Stated task » Convert the records below into a JSON list of strings with one string per line, leaving out any blank lines.

Records shown »
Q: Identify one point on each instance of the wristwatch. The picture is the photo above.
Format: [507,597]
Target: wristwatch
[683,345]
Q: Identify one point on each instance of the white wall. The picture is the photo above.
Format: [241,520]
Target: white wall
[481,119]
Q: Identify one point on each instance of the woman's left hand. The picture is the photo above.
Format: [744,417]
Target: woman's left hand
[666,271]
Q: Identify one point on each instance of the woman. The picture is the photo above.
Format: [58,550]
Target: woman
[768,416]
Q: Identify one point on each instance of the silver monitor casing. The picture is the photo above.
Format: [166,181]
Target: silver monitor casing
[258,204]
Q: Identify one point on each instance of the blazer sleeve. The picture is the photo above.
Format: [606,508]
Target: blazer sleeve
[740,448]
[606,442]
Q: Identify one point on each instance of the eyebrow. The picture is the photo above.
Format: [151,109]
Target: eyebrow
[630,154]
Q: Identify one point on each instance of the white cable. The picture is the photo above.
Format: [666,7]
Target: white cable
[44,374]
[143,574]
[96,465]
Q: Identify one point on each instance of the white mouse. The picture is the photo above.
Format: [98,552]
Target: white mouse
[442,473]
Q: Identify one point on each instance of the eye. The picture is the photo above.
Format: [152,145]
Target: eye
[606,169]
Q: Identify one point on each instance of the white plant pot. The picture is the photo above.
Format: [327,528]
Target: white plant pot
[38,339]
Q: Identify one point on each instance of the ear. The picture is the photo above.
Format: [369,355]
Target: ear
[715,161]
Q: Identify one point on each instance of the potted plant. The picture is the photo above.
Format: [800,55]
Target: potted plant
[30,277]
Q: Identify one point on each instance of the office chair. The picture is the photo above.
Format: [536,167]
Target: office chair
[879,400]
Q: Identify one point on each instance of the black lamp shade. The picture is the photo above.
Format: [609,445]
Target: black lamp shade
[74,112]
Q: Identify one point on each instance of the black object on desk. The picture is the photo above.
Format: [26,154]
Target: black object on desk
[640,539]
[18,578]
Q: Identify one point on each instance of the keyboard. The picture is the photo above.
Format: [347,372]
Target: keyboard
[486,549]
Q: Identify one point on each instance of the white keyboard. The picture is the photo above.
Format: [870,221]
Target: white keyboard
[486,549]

Solution to the exercise »
[
  "Q: Identify one point on each instance of the wristwatch. The picture is the photo above.",
  "Format: [507,597]",
  "Target: wristwatch",
  "[683,345]",
  "Q: Identify one point on each instance of the white wall. The picture is the photo above.",
  "Format: [241,520]",
  "Target: white wall",
  "[481,119]",
  "Q: Identify one point on each instance of the woman's left hand. The picture is the photo above.",
  "Format: [744,417]",
  "Target: woman's left hand",
  "[666,271]",
  "Q: Identify one point on each instance of the woman. The picture is the photo above.",
  "Format: [58,550]",
  "Target: woman",
  "[768,416]",
  "Q: Identify one point on each instance of the silver monitor casing. The picture is the photo above.",
  "Format: [166,181]",
  "Target: silver monitor casing",
  "[258,204]",
  "Q: Identify one point on each instance of the blazer sleeve. The picture is the photo above.",
  "Format: [606,508]",
  "Target: blazer sleeve",
  "[740,448]",
  "[606,442]",
  "Q: Identify one point on each instance of the eyebrow. The picture is the photo above.",
  "Format: [151,109]",
  "Target: eyebrow",
  "[630,154]",
  "Q: Identify one point on each instance of the white cable. The picture is the photo above.",
  "Format: [666,7]",
  "Target: white cable",
  "[44,374]",
  "[143,574]",
  "[96,465]",
  "Q: Identify one point on each instance of the white mouse. The picture is the photo above.",
  "Format: [98,552]",
  "Target: white mouse",
  "[442,473]",
  "Q: Identify one point on each instance of the eye. The picture is the photo above.",
  "Format: [152,145]",
  "Target: eye",
  "[606,169]",
  "Q: Identify one point on each instance of the white plant pot. The picture is the photo above.",
  "Format: [327,528]",
  "Target: white plant pot",
  "[38,339]",
  "Q: Identify one point on each instance of the ear. The picture is the photo above.",
  "Format: [369,355]",
  "Target: ear",
  "[715,161]",
  "Q: Identify one point on each instance of the potted plant. The picture is the photo above.",
  "Format: [800,55]",
  "Target: potted plant",
  "[30,277]",
  "Q: Identify one point on each instance of the office chair. The picture is the photo above.",
  "Format: [536,167]",
  "Target: office chair",
  "[879,400]",
  "Q: Identify one point on each instance of the black lamp shade. The picture is the photo above.",
  "Format: [609,445]",
  "Target: black lamp shade",
  "[74,112]",
  "Q: Identify one point on each instance of the black object on desk. The picture is the photo above.",
  "Format: [26,154]",
  "Target: black object on desk",
  "[640,539]",
  "[18,578]",
  "Q: Identify one point on each instance of the keyboard. The picture is the photo above.",
  "Format: [347,372]",
  "Target: keyboard",
  "[486,549]",
  "Q: Identify one point on each instance of the white keyboard. The picture is the photo above.",
  "Format: [870,221]",
  "Target: white keyboard",
  "[486,549]"
]